**Prompt:** Your copy should match the records exactly, except that no pictures appear in it.

**Extracted material:**
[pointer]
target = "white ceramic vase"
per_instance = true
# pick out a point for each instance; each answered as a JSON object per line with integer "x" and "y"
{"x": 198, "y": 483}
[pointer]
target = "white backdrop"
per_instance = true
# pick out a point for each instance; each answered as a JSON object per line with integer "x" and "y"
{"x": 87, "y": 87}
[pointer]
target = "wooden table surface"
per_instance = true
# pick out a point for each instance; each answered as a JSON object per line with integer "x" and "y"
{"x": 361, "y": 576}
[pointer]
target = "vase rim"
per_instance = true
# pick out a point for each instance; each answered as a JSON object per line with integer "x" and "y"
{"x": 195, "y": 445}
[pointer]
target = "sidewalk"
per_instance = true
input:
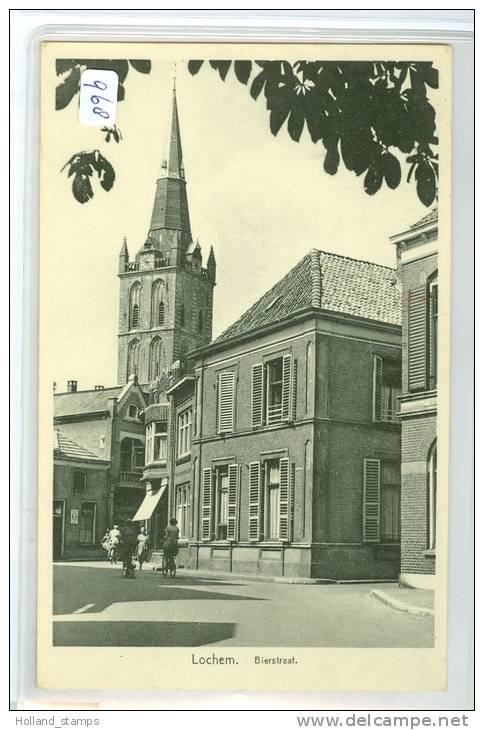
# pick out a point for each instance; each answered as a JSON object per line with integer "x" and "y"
{"x": 416, "y": 601}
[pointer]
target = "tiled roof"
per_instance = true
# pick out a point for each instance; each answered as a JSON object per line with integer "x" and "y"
{"x": 66, "y": 447}
{"x": 431, "y": 217}
{"x": 84, "y": 401}
{"x": 329, "y": 282}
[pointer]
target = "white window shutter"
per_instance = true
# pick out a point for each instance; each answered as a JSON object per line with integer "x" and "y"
{"x": 284, "y": 500}
{"x": 371, "y": 500}
{"x": 233, "y": 498}
{"x": 207, "y": 506}
{"x": 257, "y": 394}
{"x": 417, "y": 339}
{"x": 255, "y": 507}
{"x": 377, "y": 387}
{"x": 226, "y": 398}
{"x": 286, "y": 387}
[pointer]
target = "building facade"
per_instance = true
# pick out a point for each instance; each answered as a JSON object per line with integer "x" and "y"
{"x": 294, "y": 464}
{"x": 418, "y": 272}
{"x": 81, "y": 500}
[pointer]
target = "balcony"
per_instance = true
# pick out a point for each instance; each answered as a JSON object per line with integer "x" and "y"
{"x": 274, "y": 414}
{"x": 130, "y": 479}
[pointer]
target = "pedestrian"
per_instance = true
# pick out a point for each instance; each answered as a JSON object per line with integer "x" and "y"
{"x": 114, "y": 540}
{"x": 170, "y": 547}
{"x": 142, "y": 547}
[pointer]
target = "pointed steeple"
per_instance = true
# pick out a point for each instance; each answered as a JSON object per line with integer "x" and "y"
{"x": 170, "y": 208}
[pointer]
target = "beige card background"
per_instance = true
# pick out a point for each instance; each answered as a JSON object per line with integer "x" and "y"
{"x": 67, "y": 232}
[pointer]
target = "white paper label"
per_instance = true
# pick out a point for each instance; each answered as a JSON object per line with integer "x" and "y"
{"x": 98, "y": 97}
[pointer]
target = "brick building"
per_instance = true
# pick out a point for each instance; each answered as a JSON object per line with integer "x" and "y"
{"x": 106, "y": 423}
{"x": 286, "y": 436}
{"x": 417, "y": 270}
{"x": 81, "y": 500}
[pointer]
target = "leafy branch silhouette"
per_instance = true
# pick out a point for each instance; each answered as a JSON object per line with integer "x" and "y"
{"x": 83, "y": 165}
{"x": 359, "y": 111}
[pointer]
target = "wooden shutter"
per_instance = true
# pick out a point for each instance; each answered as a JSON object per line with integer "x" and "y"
{"x": 286, "y": 387}
{"x": 371, "y": 500}
{"x": 284, "y": 500}
{"x": 255, "y": 493}
{"x": 294, "y": 391}
{"x": 226, "y": 396}
{"x": 377, "y": 386}
{"x": 257, "y": 394}
{"x": 207, "y": 506}
{"x": 417, "y": 339}
{"x": 232, "y": 501}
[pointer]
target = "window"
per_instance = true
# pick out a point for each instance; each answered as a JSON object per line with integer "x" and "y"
{"x": 381, "y": 501}
{"x": 432, "y": 471}
{"x": 134, "y": 306}
{"x": 274, "y": 391}
{"x": 133, "y": 358}
{"x": 155, "y": 358}
{"x": 133, "y": 411}
{"x": 184, "y": 432}
{"x": 221, "y": 502}
{"x": 182, "y": 508}
{"x": 433, "y": 332}
{"x": 225, "y": 401}
{"x": 87, "y": 523}
{"x": 386, "y": 389}
{"x": 156, "y": 434}
{"x": 79, "y": 480}
{"x": 422, "y": 335}
{"x": 157, "y": 304}
{"x": 272, "y": 500}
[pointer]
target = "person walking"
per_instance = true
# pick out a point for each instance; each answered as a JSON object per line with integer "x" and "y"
{"x": 114, "y": 540}
{"x": 142, "y": 547}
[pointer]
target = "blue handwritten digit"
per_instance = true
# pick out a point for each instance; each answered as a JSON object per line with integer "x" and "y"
{"x": 96, "y": 99}
{"x": 100, "y": 112}
{"x": 98, "y": 85}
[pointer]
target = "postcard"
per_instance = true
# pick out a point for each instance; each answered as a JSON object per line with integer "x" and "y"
{"x": 244, "y": 366}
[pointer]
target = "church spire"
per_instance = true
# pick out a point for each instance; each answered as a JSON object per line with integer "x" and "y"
{"x": 170, "y": 208}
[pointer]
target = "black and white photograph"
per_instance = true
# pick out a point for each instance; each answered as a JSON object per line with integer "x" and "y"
{"x": 241, "y": 361}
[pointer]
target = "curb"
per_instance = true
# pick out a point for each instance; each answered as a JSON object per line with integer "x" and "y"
{"x": 401, "y": 606}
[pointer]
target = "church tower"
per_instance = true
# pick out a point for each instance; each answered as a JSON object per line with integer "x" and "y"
{"x": 166, "y": 295}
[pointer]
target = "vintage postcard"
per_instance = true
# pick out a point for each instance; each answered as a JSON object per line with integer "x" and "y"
{"x": 244, "y": 366}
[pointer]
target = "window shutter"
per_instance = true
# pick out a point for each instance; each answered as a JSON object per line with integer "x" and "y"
{"x": 207, "y": 504}
{"x": 284, "y": 500}
{"x": 232, "y": 501}
{"x": 286, "y": 387}
{"x": 294, "y": 391}
{"x": 417, "y": 339}
{"x": 257, "y": 394}
{"x": 255, "y": 491}
{"x": 226, "y": 393}
{"x": 377, "y": 386}
{"x": 371, "y": 500}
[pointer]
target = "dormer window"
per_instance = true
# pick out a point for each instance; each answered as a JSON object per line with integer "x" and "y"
{"x": 133, "y": 412}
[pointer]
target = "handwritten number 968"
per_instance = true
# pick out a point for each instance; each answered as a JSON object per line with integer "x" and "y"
{"x": 97, "y": 99}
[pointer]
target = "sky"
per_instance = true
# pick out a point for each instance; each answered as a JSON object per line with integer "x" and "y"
{"x": 263, "y": 202}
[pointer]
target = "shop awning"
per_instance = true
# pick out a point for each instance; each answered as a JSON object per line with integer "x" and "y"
{"x": 147, "y": 506}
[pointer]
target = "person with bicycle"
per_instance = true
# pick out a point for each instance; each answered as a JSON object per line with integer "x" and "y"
{"x": 170, "y": 547}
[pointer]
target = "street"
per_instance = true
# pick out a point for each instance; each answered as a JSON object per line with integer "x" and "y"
{"x": 95, "y": 606}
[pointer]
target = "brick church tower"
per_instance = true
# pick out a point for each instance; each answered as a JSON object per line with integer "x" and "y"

**Solution to this problem:**
[pointer]
target = "white ceramic vase"
per_instance = true
# pick out a point for each instance; each answered as a JSON object per line with integer "x" and "y"
{"x": 198, "y": 483}
[pointer]
target = "white backdrop"
per_instance = true
# pick out a point for each instance; each answered as a JSON object per line with integer "x" and "y"
{"x": 87, "y": 87}
[pointer]
target = "wooden table surface"
per_instance = true
# pick out a point for each instance; each answered as a JSON object per line with integer "x" and "y"
{"x": 361, "y": 576}
[pointer]
target = "vase rim"
per_instance = true
# pick out a point for each instance; each answered as a JSON object per line with integer "x" and "y"
{"x": 195, "y": 445}
[pointer]
target = "sidewalk"
per_instance = true
input:
# pick out a point for each instance; each answered as a JSON object per line with integer "x" and "y"
{"x": 416, "y": 601}
[pointer]
target = "tiled roof"
per_instance = true
# pick out a point for each instance; each answered as a JSON object per line with integer "x" and "y"
{"x": 66, "y": 447}
{"x": 431, "y": 217}
{"x": 84, "y": 401}
{"x": 329, "y": 282}
[pointer]
target = "white window shutter"
per_instance = true
# pick out a point for each instance; each answered as a JSON object per line with integer "x" and "y"
{"x": 284, "y": 500}
{"x": 371, "y": 500}
{"x": 233, "y": 498}
{"x": 207, "y": 506}
{"x": 257, "y": 394}
{"x": 417, "y": 339}
{"x": 255, "y": 507}
{"x": 377, "y": 387}
{"x": 226, "y": 398}
{"x": 286, "y": 387}
[pointer]
target = "building facade"
per_instance = true
# pick out a point for each instance; each answered as a JSON object per line with integer "x" and "y"
{"x": 294, "y": 464}
{"x": 418, "y": 272}
{"x": 81, "y": 500}
[pointer]
target = "balcony"
per_instance = true
# pick out a point for each instance; each answered as a JSON object per line with integer "x" and "y"
{"x": 274, "y": 414}
{"x": 130, "y": 479}
[pointer]
target = "pedestrian"
per_instance = true
# pick out a point for each instance; each answered as a JSON object per line with integer "x" and "y"
{"x": 114, "y": 540}
{"x": 170, "y": 547}
{"x": 142, "y": 547}
[pointer]
target = "pointed steeple"
per_instance = true
# pick out a point for each instance; each answered as a JSON object per line with integer "x" and "y"
{"x": 170, "y": 208}
[pointer]
target = "beige card background"
per_instance = true
# pick out a point for each instance; each answered as a JSON object per line with integer "x" and "y"
{"x": 67, "y": 232}
[pointer]
target = "white paper label"
per_instance = true
# pick out a point for each instance; each answered as a JSON object per line with integer "x" and "y"
{"x": 98, "y": 97}
[pointer]
target = "brick building"
per_instance = true
# pick out a point for each instance; each answered as a JSON object per line with integer "x" and "y"
{"x": 106, "y": 423}
{"x": 286, "y": 436}
{"x": 417, "y": 270}
{"x": 81, "y": 500}
[pointer]
target = "leafy branch silhouette"
per_instance = true
# pick out a point for each instance; each answered as a JSON object per line with integer "x" and "y"
{"x": 83, "y": 165}
{"x": 359, "y": 111}
[pointer]
target = "wooden shutter"
per_instance = true
# pick out a point for each instance; each answered as a JSON object per line with integer "x" and "y"
{"x": 286, "y": 387}
{"x": 371, "y": 500}
{"x": 284, "y": 500}
{"x": 255, "y": 493}
{"x": 294, "y": 391}
{"x": 226, "y": 396}
{"x": 377, "y": 386}
{"x": 257, "y": 394}
{"x": 207, "y": 506}
{"x": 417, "y": 339}
{"x": 232, "y": 501}
[pointer]
target = "window"
per_instance = true
# pick out a point for each instance; each answered as a JSON object per line with integer "x" and "y"
{"x": 381, "y": 501}
{"x": 432, "y": 471}
{"x": 134, "y": 306}
{"x": 274, "y": 391}
{"x": 133, "y": 358}
{"x": 155, "y": 358}
{"x": 133, "y": 411}
{"x": 184, "y": 432}
{"x": 221, "y": 502}
{"x": 182, "y": 508}
{"x": 433, "y": 332}
{"x": 225, "y": 401}
{"x": 87, "y": 523}
{"x": 386, "y": 389}
{"x": 156, "y": 434}
{"x": 79, "y": 480}
{"x": 422, "y": 335}
{"x": 157, "y": 304}
{"x": 272, "y": 500}
[pointer]
target = "person walking"
per_instance = true
# pick out a point for each instance; each answered as a JSON object per line with integer "x" and "y"
{"x": 114, "y": 540}
{"x": 142, "y": 547}
[pointer]
target = "blue handwritten digit"
per_instance = true
# pick out a point for each instance; each answered as a JSON object per line with integer "x" and "y"
{"x": 96, "y": 99}
{"x": 100, "y": 112}
{"x": 98, "y": 85}
[pointer]
target = "postcard"
per_instance = true
# pick out a point for each instance; each answered as a JSON object per line with integer "x" and "y"
{"x": 244, "y": 366}
[pointer]
target = "church spire"
per_instance = true
# pick out a point for each instance; each answered as a JSON object per line with integer "x" and "y"
{"x": 170, "y": 208}
[pointer]
target = "black and white photograph"
per_instance = true
# pick out a point for each instance; each answered as a JSON object per line with integer "x" and "y"
{"x": 241, "y": 361}
[pointer]
target = "curb"
per_instance = true
# pick out a point for each instance; each answered as a JSON object per line with integer "x" and "y"
{"x": 401, "y": 606}
[pointer]
target = "church tower"
per_instance = true
# pick out a point for each instance; each answered as a JSON object per line with integer "x" and "y"
{"x": 166, "y": 295}
[pointer]
target = "vintage postcard"
per_instance = true
# pick out a point for each instance; each answered as a JSON object per line with integer "x" and "y"
{"x": 244, "y": 366}
[pointer]
target = "window shutter"
per_instance = true
# pick out a point for each instance; each answered as a JSON object per line with integer "x" and "y"
{"x": 207, "y": 504}
{"x": 284, "y": 500}
{"x": 232, "y": 501}
{"x": 286, "y": 387}
{"x": 294, "y": 391}
{"x": 417, "y": 339}
{"x": 257, "y": 394}
{"x": 255, "y": 491}
{"x": 226, "y": 393}
{"x": 377, "y": 386}
{"x": 371, "y": 500}
[pointer]
target = "dormer window"
per_instance = true
# pick out a point for each instance; each answered as a JSON object per line with integer "x" and "y"
{"x": 133, "y": 412}
[pointer]
target = "handwritten number 968"
per_instance = true
# pick out a point for each instance; each answered as a JSON object per line with integer "x" and "y"
{"x": 97, "y": 99}
[pointer]
target = "sky"
per_instance = true
# pick out a point for each instance; each answered as a JSON object per line with integer "x" and "y"
{"x": 263, "y": 202}
[pointer]
target = "shop awning"
per_instance = true
# pick out a point for each instance; each answered as a JSON object per line with integer "x" and "y"
{"x": 147, "y": 506}
[pointer]
target = "person with bicycle"
per_instance = true
# pick out a point for each instance; each answered as a JSON object per line with integer "x" and "y"
{"x": 170, "y": 547}
[pointer]
target = "street"
per_instance = true
# pick out a point for each instance; each answered as a JSON object per line with integer "x" and "y"
{"x": 95, "y": 606}
[pointer]
target = "brick church tower"
per_instance = true
# pick out a point for each instance; each answered as a JSON object per line with integer "x" and "y"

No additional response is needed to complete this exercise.